• EXERCÍCIO: Reescreva de forma mais concisa o parágrafo do acórdão que começa por «1.1. A………, SA, propôs», conservando os factos principais.

──────── DOCUMENTO DE ORIGEM ────────

Acórdão nº 0782/11 de Supremo Tribunal Administrativo (Portugal), 14 de Dezembro de 2011

Magistrado ResponsávelALBERTO AUGUSTO OLIVEIRA
Data da Resolução14 de Dezembro de 2011
EmissorSupremo Tribunal Administrativo (Portugal)

Acordam na Secção do Contencioso Administrativo do Supremo Tribunal Administrativo: 1.

1.1. A………, SA, propôs no Tribunal Administrativo do Círculo de Lisboa (TAC Lisboa), ao abrigo do disposto nos artigos 100.º e seguintes do CPTA, uma acção de contencioso pré-contratual contra a Agência Nacional de Compras Públicas, EPE (ANCP, EPE), pedindo anulação da sua deliberação de 25 de Outubro de 2010, que a excluiu do concurso «limitado por prévia qualificação para a celebração de acordo quadro para o fornecimento de veículos automóveis e motociclos de aluguer operacional», devendo ainda a ré «ser condenada à adopção dos actos e operações necessários para reconstituir a situação que existiria se o acto anulado não tivesse sido praticado, designadamente, proferindo uma decisão que aceite a candidatura da A…… no procedimento concursal sub iudice».

Indicou diversos contra-interessados.

1.2. O TAC Lisboa, por sentença de 28-2-2011, julgou a acção improcedente (fls. 289/300 dos autos).

──────── DADOS FORNECIDOS ────────

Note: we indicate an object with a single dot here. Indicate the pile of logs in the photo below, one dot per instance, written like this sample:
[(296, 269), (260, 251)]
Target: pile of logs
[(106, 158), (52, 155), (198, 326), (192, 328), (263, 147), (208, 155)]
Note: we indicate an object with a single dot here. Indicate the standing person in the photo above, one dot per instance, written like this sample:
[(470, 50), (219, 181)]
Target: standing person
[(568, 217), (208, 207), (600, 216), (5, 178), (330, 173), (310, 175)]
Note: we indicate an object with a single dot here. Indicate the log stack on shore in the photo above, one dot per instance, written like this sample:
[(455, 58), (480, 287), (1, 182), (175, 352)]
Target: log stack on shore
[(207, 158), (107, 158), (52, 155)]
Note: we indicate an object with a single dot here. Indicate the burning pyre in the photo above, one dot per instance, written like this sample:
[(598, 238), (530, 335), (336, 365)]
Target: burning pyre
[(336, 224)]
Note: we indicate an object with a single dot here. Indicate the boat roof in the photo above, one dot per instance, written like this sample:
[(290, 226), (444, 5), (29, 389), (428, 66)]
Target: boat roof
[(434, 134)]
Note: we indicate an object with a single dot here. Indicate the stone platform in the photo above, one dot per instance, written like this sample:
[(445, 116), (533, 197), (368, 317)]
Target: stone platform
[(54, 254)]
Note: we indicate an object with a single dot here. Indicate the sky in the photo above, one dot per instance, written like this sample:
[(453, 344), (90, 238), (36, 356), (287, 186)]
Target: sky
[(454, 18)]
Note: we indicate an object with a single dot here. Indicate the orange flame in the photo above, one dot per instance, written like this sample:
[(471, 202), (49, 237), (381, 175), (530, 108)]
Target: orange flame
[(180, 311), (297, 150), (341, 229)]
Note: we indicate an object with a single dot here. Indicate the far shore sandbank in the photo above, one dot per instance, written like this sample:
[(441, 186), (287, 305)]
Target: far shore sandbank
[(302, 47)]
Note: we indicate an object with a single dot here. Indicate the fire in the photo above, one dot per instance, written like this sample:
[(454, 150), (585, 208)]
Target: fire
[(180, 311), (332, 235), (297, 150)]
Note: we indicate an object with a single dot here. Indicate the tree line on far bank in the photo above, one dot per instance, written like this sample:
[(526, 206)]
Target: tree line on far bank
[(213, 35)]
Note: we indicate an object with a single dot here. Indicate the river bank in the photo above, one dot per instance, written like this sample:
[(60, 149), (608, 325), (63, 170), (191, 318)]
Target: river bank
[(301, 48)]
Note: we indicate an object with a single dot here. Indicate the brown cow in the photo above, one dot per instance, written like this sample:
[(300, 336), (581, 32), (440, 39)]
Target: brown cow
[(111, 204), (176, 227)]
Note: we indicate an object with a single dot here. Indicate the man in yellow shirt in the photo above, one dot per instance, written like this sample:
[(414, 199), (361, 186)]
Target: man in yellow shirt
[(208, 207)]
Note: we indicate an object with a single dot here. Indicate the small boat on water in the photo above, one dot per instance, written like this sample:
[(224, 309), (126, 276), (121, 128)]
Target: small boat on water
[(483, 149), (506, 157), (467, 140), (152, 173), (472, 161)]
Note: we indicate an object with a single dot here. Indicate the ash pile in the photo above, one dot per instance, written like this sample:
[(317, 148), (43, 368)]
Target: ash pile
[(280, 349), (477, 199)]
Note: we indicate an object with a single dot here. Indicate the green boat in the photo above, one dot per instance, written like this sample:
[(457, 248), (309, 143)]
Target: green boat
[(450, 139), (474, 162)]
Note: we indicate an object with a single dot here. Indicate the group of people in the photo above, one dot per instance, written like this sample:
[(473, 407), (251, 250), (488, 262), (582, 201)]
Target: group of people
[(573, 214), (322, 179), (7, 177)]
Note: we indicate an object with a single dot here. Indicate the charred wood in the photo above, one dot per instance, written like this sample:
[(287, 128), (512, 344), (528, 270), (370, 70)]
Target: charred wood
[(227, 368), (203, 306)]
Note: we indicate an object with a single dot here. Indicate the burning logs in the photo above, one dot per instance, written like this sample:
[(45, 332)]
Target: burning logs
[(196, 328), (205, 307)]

────────

• RESOLUÇÃO: A………, SA intentou no TAC Lisboa, ao abrigo dos artigos 100.º e seguintes do CPTA, uma acção de contencioso pré-contratual contra a ANCP, EPE. Pediu a anulação da deliberação de 25 de Outubro de 2010, que a excluiu do concurso limitado por prévia qualificação para a celebração de um acordo quadro de fornecimento de veículos automóveis e motociclos de aluguer operacional. Pediu também a condenação da ré a reconstituir a situação que existiria sem esse acto, designadamente aceitando a sua candidatura.